§ TASK SET:
a - According to the article on Bayesian customer lifetime value modeling, what makes the inclusion of priors an advantage? Answer in one to three sentences.
b - Resume the article on Bayesian customer lifetime value modeling, starting right after its last sentence.

§ TEXT EXTRACT:
Part 3: Bayesian Customer Lifetime Values Modeling using PyMC3

Implementing BG-NBD, a probabilistic hierarchical model, using PyMC3 to analyze customer purchase behavior Customer lifetime value (CLV) is the total worth of a customer to a company over the length of their relationship. The collective CLV of a company's customer base reflects its economic value and is often measured to evaluate its future prospects.

While many ways to estimate CLV exist, one of the most influential models to surface in the past couple of decades is the Beta-Geometric Negative Binomial Distribution (BG-NBD).¹ This framework models customers’ repeat purchasing behavior using the Gamma and Beta distributions. Part 1 of this series of articles already explored the mathematics behind this model. Meanwhile, part 2 introduced lifetimes, a library that allows us to conveniently fit a BG-NBD model and obtain its maximum likelihood estimate (MLEs) parameters. I’d suggest you read these parts if you haven’t as the upcoming content builds on top of them.

This last part of the series presents an alternative way to implement BG-NBD — one that relies on Bayesian principles. We’ll be using PyMC3 to code this implementation. While the principal aim of this article is to elucidate BG-NBD through the Bayesian lens, some general points on the Bayesian worldview and PyMC3 framework will also be presented. Here is our agenda:

First, we’ll argue that the Bayesian implementation offers some advantages over the frequentist.
Second, we’ll provide an implementation ‘blueprint’ that will guide our coding steps.
Third, we’ll spend some time looking into prior selection — a key component in Bayesian modeling.
Next, we’ll go over the PyMC3 code and its intricacies, including the famous Monte-Carlo Markov Chain (MCMC) algorithm.
Finally, we’ll analyze the output of our Bayesian BG-NBD model and compare it with the output of lifetimes.

Let’s get started!

Why Bayesian?

You might be wondering as to why there is a need for another implementation if we already have the user-friendly lifetimes in our arsenal. The answer lies in the contrast between frequentist and Bayesian inference and the advantages offered by the latter.

To illustrate these differences, let’s imagine the frequentist and Bayesian frameworks as two programming functions that attempt to model statistical problems (such as CLV estimation). We’ll see that these functions have crucial differences in their inputs and outputs.

Both functions take as an input the dataset (the observations). However, the Bayesian function requires additional inputs in the form of prior distributions. Priors reflect our initial assumptions of the parameters of the models and will be updated after the observations have been taken into account.

The inclusion of priors is a double-edged sword. On the one hand, priors offer a way for users to use their domain knowledge to ‘guide’ the model into finding the correct parameters. In BG-NBD for example, if we’re sure that most of our customers make purchases at a rate λ of 4 transactions/week, we can supply priors that would lead to a Gamma distribution with a mean of 4. If this intuition is only slightly off-the-mark (for example, if the real λ is 3.5 transactions/week), the Bayesian framework will allow us to arrive at the correct values with only few data points.

§ GIVEN INFORMATION:
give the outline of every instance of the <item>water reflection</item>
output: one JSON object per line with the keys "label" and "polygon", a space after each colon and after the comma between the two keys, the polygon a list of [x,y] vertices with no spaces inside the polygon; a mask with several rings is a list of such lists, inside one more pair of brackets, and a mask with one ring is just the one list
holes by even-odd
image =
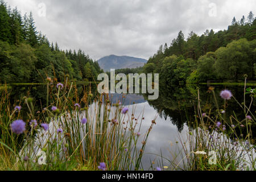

§ EXERCISE ANSWERS:
a - Priors let users apply their domain knowledge to guide the model toward the correct parameters. For example, someone confident that most customers buy at a rate of about 4 transactions per week can supply priors leading to a Gamma distribution with a mean of 4. If that intuition is only slightly off, the Bayesian framework can still arrive at the correct values with only a few data points.

b -
On the other hand, since there isn’t a single ‘correct’ way to choose the priors, the Bayesian modeling process is subjective and variable. Two statisticians sharing the same data but employing different priors could end up getting completely different outcomes. This subjectivity is among the chief reasons why some practitioners eschew Bayesian. Nevertheless, as more data points are included in the modeling, the influence of priors diminishes.

The two functions also differ in their outputs. They both return the parameter estimates of the model but in different forms. The frequentist returns them as point estimates. For example, we’ve seen how the frequentist library lifetimes uses MLE to calculate the point estimates of r, α, a and b. In contrast, the Bayesian returns them as probability distributions. These distributions, called posteriors, represent our updated beliefs about the parameters after taking into account the observations.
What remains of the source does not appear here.